··· Supplied data ···
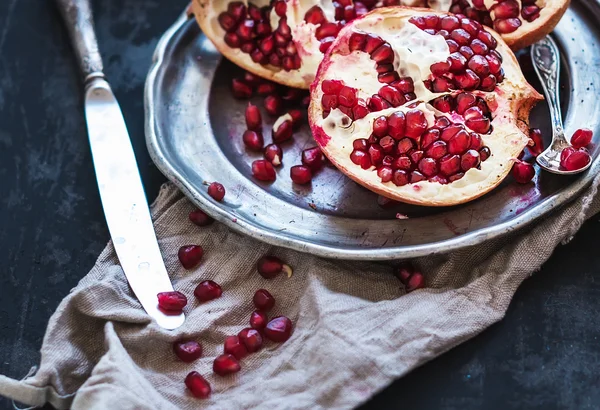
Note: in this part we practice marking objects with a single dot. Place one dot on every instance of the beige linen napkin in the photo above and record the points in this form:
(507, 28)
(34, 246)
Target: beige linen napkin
(355, 328)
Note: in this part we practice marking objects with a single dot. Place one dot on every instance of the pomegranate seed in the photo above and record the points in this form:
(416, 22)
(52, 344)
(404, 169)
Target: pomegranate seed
(263, 170)
(197, 385)
(235, 347)
(251, 338)
(190, 256)
(279, 329)
(240, 89)
(523, 172)
(226, 364)
(273, 154)
(258, 320)
(582, 138)
(187, 351)
(313, 158)
(263, 300)
(200, 218)
(171, 301)
(208, 290)
(253, 140)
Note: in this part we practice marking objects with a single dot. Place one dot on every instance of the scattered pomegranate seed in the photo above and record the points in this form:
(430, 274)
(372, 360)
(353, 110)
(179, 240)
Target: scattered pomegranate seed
(523, 172)
(208, 290)
(197, 385)
(582, 138)
(216, 191)
(258, 320)
(226, 364)
(187, 351)
(271, 266)
(171, 301)
(263, 170)
(251, 338)
(235, 347)
(190, 256)
(279, 329)
(263, 300)
(200, 218)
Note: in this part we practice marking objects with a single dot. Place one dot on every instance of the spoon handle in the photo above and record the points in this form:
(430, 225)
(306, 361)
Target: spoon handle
(546, 61)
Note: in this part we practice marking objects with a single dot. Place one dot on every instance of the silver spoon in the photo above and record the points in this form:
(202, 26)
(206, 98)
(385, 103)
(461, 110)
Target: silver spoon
(546, 61)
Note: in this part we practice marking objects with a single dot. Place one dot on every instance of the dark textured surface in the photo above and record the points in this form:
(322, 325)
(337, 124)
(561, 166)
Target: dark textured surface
(545, 354)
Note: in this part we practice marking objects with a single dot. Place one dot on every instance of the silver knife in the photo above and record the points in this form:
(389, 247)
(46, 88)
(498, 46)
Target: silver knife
(121, 190)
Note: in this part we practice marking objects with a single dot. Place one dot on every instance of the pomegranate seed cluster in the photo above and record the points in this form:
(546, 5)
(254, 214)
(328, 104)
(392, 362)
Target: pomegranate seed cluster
(508, 15)
(473, 63)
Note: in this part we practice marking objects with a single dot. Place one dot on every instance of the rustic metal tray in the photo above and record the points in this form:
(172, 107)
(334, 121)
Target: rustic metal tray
(194, 128)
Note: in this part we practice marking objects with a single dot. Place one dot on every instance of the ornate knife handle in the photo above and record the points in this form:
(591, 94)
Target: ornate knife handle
(80, 24)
···
• [Given request]: Copy the records word for word, starting with the line that contains "of the dark" and going on through the last line of the records.

• [The reply]:
Note: in this part we practice marking objects with a single dot. Place one dot on every instance of the dark textured surface in the photo above and record the points in this form:
(322, 325)
(337, 124)
(561, 166)
Target: dark textured surface
(545, 354)
Note: in this part we practice marking objects with a single dot. Place one dot on every instance of the silver knife in the photo above and record the points in this form:
(389, 247)
(46, 88)
(498, 46)
Target: silver knife
(121, 190)
Note: in this part we practice marking objects with a single dot. Place one dot on every instance of the pomegranate seed cluster in the photo above and record the points in this form:
(546, 5)
(254, 214)
(328, 104)
(392, 362)
Target: pomegranate seed cluster
(508, 15)
(473, 63)
Note: in this part we practice marking objects with a single dot. Place one dot on every instance of the rustic metal tray in the photo above and record the points in this form:
(172, 107)
(334, 121)
Target: rustic metal tray
(194, 128)
Note: in this part we practice marking objects with a single dot. Place one dot on every instance of the ornate knife handle in the photo above and record the points in this form:
(591, 94)
Target: ornate knife handle
(80, 24)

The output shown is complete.